**SOURCE EXTRACT**
[start]

TOUGH QUESTIONS: June 05, AU Edition
Why God needs a rottweiler
The newspaper front pages said it all when Pope Benedict XVI ascended the throne in the Vatican late last month: “God’s Rottweiler”, “Panzerkardinal”. Here in New Zealand, Newstalk ZB’s Larry Williams tried to suggest to Bishop Pat Dunn that the Catholic Church had “missed its chance to enter the 21st century”. As if, somehow, the church has to reflect modern secular attitudes to stay relevant.
There’s news for many of the media commentators and fringe lobby groups who resent another conservative at the helm of the papacy, and that news is all bad: Christianity doesn’t have to stay relevant to survive in the modern age – instead, citizens of the modern age need to return to Christianity to survive.
That modern liberals seek a religion that reflects their own views and behaviour, rather than core values, is no surprise. That desire explains the massive rise in Eastern and New Age beliefs in the West, where people are soothingly reassured by spiritual snake-oil salesmen that “there are many paths to God, find what works for you”. For a generation that has trouble getting out of their armchairs to change a TV channel, such anything-goes religion is non-threatening, easy to comply with and really cool if you love mung beans.
Pope Benedict himself wasted no time declaring that Western secularism is the biggest threat to Christianity.
“We are moving towards a dictatorship of relativism which does not recognise anything as definitive and has as its highest value one’s own ego and one’s own desires,” the new Pope warned.

[end]

**THINGS TO DO**
1. In the column on Pope Benedict XVI, what does the writer say explains the massive rise in Eastern and New Age beliefs in the West? Answer in one to three sentences.
2. According to the column on Pope Benedict XVI, what did the new Pope declare to be the biggest threat to Christianity?
3. Pick up the column on Pope Benedict XVI after its final quoted sentence and continue it in the same voice.

**ITEMS**
[start]

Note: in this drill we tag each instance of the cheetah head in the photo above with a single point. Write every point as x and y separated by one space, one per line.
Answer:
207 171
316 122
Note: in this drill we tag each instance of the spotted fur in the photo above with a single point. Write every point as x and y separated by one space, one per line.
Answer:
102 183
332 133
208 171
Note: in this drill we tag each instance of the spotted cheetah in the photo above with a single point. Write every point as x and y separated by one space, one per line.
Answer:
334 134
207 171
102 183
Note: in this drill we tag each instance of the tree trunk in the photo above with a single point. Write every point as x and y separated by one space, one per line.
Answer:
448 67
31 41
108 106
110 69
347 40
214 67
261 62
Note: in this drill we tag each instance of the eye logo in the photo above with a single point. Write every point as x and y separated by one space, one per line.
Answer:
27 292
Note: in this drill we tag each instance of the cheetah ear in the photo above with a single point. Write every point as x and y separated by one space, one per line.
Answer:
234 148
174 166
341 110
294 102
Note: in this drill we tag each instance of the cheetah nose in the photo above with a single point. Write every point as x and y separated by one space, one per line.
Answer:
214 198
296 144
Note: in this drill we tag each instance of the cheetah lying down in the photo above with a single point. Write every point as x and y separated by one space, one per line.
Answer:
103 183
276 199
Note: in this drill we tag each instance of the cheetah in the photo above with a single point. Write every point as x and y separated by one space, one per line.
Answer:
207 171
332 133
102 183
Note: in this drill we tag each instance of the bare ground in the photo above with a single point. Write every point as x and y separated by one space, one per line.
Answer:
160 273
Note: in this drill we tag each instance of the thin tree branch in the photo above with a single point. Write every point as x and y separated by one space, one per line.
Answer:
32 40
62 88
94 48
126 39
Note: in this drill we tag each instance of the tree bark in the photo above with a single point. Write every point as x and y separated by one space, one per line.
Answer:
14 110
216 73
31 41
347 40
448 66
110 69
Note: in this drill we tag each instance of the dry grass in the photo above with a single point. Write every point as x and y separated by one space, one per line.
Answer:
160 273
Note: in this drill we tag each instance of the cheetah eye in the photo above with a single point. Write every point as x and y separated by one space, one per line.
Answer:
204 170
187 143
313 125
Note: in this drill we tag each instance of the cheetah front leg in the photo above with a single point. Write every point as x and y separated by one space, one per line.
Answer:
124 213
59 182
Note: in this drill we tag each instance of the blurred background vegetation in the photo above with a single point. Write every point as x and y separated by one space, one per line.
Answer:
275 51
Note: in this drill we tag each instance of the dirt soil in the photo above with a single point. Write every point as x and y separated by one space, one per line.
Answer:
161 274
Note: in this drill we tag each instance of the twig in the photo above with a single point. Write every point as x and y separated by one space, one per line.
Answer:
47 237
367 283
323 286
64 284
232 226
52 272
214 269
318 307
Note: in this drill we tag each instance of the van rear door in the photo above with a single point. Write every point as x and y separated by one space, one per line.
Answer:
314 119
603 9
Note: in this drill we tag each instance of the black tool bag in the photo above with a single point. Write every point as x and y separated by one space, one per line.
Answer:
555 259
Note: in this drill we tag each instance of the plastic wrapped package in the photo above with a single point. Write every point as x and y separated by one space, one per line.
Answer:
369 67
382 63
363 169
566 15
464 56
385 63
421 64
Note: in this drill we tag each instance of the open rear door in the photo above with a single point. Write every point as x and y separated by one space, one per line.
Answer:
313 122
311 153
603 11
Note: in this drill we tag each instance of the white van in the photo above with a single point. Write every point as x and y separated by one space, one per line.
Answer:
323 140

[end]

**OUTPUTS FOR THE TASKS**
1. The writer says it is explained by the desire of modern liberals for a religion that reflects their own views and behavior rather than core values.

2. Western secularism.

3.
The idea that religion should change itself to reflect human trends, rather than God, is almost a given in some sectors of society these days – usually the sectors who would never darken a church doorway even at Easter. No longer having faith, they would prefer the Church join them by abandoning its faith as well, “lightening up a little”, and what’s wrong with abortion as a form of contraception anyway?
But the times they are a changing. Few could have failed to note that many of the mourners for Pope John Paul 2, and many of those who cheered at the news of Joseph Ratzinger’s election as the new pope, were young. Many of the cynics and critics are baby-boomers. There is not just a culture clash underway on religion, there is an intergenerational clash as well. The children of the baby boomers think their parents are immoral, inept and bereft of basic values. While mainstream liberal protestant churches in the West are dying a horrible death, Pentecostal protestant churches are booming, as Gen-Xers return to the faith their parents abandoned.
Pope Benedict knows this too. His choice of the name Benedict is significant for a number of reasons. The Benedictine order of monks were primarily responsible for the Christianisation of Europe during the dark ages. The original evangelists bringing light to the world. Many observers say this Benedictine papacy will be a battle for the hearts and minds of Europe again.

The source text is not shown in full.